WHAT NEEDS TO BE DONE
Print exactly, and only, the lines running from the line containing "Practice step: put one dot on the shrub" through the end of the records below.

[start EXTRACTED MATERIAL]

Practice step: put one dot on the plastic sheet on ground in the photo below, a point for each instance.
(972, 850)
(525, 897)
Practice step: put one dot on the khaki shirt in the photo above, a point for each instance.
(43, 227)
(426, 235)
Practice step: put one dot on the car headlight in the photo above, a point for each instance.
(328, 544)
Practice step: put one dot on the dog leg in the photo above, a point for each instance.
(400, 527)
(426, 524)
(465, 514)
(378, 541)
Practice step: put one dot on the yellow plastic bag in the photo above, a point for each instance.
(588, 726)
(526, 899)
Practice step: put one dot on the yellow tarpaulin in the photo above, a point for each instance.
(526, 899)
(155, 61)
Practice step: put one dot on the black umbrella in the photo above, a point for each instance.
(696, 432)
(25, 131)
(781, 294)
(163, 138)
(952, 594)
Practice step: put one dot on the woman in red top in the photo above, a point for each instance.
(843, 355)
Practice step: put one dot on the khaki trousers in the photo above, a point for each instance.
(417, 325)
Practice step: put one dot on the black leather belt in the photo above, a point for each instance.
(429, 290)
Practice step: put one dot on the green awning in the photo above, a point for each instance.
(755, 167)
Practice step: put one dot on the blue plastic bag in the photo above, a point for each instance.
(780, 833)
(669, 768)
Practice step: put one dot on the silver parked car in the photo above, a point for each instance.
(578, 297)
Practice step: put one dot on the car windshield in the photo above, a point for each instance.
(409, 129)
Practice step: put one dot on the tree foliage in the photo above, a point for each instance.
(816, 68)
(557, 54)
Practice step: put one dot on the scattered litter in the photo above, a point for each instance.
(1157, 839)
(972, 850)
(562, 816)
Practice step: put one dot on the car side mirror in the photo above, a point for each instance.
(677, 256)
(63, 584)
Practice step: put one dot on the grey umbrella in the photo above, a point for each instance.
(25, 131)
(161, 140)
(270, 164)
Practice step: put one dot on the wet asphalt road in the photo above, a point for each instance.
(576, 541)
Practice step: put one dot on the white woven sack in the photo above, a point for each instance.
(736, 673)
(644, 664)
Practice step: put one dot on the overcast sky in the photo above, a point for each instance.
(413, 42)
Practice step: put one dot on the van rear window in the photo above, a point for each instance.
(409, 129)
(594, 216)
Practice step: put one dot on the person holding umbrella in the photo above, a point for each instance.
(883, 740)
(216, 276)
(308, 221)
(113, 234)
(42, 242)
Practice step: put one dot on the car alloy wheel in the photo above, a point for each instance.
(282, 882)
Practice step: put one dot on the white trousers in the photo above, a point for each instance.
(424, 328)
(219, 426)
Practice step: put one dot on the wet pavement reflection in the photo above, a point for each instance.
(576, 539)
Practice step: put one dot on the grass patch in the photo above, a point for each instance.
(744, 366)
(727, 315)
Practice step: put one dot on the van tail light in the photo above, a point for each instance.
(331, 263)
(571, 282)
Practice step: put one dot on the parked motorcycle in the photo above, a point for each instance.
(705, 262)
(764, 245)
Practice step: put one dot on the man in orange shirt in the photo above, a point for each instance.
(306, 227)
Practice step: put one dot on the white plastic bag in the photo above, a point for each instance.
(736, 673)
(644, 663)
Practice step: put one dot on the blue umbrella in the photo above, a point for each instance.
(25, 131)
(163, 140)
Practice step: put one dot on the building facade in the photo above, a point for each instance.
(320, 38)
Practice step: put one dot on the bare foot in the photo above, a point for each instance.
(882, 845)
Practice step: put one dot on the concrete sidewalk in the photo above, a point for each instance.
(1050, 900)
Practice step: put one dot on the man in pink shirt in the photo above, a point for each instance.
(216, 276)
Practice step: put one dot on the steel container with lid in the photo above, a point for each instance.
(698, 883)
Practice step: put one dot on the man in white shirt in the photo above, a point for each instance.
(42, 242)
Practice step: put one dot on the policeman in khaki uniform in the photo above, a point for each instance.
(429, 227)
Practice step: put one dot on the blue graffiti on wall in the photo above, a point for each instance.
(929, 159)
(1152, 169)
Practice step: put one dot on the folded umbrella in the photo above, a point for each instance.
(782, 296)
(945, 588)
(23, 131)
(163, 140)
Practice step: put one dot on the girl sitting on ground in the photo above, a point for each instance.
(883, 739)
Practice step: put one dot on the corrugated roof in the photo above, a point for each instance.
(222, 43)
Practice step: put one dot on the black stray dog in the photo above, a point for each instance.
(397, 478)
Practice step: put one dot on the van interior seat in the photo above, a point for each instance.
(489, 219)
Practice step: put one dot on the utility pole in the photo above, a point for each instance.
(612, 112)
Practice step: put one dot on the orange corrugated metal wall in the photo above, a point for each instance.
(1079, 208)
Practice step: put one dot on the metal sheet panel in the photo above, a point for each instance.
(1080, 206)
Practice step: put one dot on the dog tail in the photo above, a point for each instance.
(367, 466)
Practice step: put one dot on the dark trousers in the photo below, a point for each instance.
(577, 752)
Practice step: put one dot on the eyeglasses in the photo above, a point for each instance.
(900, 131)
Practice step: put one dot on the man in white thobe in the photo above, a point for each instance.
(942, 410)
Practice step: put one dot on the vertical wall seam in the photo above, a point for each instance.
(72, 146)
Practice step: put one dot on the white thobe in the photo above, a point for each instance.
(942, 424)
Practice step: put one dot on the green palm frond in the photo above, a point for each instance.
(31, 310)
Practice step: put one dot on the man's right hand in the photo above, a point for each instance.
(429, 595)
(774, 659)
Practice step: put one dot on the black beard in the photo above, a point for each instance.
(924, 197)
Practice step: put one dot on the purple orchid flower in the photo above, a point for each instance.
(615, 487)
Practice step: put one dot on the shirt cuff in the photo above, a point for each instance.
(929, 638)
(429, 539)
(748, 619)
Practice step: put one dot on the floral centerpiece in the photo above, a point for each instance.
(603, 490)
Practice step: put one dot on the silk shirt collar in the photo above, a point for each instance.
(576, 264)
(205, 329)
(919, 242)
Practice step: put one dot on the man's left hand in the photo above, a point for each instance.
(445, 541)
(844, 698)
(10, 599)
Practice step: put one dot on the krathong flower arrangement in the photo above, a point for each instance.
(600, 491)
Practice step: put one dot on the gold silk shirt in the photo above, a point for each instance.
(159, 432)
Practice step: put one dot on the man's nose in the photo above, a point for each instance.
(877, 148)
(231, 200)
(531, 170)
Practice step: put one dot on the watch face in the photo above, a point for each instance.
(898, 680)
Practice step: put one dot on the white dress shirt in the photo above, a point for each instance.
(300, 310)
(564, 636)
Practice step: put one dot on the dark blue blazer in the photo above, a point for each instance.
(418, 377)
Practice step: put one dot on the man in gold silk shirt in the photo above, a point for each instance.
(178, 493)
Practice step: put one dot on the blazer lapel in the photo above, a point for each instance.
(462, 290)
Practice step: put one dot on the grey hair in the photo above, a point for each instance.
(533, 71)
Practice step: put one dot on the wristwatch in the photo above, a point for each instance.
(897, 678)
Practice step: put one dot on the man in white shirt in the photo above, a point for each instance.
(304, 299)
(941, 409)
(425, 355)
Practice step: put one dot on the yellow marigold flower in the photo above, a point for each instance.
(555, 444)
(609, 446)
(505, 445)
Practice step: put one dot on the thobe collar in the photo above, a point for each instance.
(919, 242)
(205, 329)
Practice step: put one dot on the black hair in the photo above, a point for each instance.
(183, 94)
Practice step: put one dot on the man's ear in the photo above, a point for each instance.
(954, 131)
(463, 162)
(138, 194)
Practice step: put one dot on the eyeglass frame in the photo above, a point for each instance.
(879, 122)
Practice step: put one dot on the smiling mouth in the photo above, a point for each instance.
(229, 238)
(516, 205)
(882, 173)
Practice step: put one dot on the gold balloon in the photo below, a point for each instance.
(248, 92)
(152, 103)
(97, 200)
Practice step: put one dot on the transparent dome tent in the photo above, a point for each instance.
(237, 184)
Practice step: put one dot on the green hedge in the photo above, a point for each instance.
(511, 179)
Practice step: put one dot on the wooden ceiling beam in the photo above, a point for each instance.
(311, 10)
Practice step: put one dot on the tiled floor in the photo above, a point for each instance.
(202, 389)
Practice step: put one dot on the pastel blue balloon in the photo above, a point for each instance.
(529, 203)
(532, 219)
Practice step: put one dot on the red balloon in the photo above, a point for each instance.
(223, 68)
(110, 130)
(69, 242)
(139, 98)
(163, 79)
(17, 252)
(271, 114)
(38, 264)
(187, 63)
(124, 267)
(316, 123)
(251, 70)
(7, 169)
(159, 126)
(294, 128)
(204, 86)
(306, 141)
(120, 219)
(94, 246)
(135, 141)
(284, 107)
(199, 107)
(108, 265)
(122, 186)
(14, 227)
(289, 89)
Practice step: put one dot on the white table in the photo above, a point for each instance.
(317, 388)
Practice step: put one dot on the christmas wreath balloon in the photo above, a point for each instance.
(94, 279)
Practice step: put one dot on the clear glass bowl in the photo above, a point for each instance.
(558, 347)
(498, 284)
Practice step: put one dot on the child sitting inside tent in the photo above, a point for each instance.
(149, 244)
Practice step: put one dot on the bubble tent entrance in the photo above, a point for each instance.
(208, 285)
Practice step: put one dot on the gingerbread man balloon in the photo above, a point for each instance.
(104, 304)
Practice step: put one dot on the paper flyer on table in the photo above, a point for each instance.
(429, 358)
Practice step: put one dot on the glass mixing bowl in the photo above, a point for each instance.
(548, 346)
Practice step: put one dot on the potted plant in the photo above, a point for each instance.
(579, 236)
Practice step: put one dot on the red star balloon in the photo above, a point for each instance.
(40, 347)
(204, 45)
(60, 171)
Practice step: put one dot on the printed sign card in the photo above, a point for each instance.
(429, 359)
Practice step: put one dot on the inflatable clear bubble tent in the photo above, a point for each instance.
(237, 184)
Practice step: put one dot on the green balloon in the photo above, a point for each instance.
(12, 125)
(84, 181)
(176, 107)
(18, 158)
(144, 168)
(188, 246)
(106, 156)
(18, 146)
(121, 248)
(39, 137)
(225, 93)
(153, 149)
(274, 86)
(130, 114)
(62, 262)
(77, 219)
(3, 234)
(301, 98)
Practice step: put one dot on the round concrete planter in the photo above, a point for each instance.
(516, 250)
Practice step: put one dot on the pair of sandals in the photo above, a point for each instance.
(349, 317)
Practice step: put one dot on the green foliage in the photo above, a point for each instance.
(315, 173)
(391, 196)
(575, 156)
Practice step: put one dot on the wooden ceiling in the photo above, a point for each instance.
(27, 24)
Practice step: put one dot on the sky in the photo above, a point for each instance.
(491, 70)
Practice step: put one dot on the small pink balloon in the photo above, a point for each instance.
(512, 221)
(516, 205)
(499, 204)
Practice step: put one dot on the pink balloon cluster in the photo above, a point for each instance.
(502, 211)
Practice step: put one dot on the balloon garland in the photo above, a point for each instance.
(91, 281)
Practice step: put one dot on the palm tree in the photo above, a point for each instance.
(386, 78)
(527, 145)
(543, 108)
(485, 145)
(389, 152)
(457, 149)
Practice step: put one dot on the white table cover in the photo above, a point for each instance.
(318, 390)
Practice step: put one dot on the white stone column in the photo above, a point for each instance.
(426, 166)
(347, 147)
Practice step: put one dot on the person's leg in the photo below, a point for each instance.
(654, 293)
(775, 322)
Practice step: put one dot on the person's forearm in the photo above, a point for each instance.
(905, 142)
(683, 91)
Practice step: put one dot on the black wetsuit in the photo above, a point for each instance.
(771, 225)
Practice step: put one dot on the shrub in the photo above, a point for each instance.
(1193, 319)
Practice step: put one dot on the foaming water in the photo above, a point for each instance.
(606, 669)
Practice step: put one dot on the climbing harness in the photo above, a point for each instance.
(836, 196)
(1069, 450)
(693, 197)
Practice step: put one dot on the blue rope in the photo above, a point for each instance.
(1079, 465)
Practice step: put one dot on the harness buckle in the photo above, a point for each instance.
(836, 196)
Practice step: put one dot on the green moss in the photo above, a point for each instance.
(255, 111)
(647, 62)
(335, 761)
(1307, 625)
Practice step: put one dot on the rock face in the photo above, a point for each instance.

[end EXTRACTED MATERIAL]

REPLY
Practice step: put one dot on the shrub in the photo above, a point for each instance.
(1193, 319)
Practice step: put one dot on the foaming water in the photo above, a point for each instance.
(606, 669)
Practice step: put one dot on the climbing harness in the photo above, a point for each instance.
(836, 196)
(1069, 450)
(693, 197)
Practice step: put one dot on the blue rope in the photo above, a point for each instance.
(1079, 465)
Practice step: put one dot on the harness buckle in the photo above, a point for each instance.
(836, 196)
Practice step: put one dot on the green moss in the photo above, a point for each instance.
(255, 111)
(647, 62)
(335, 761)
(1307, 625)
Practice step: put one dot on the rock face in the photo above, a point for each instance.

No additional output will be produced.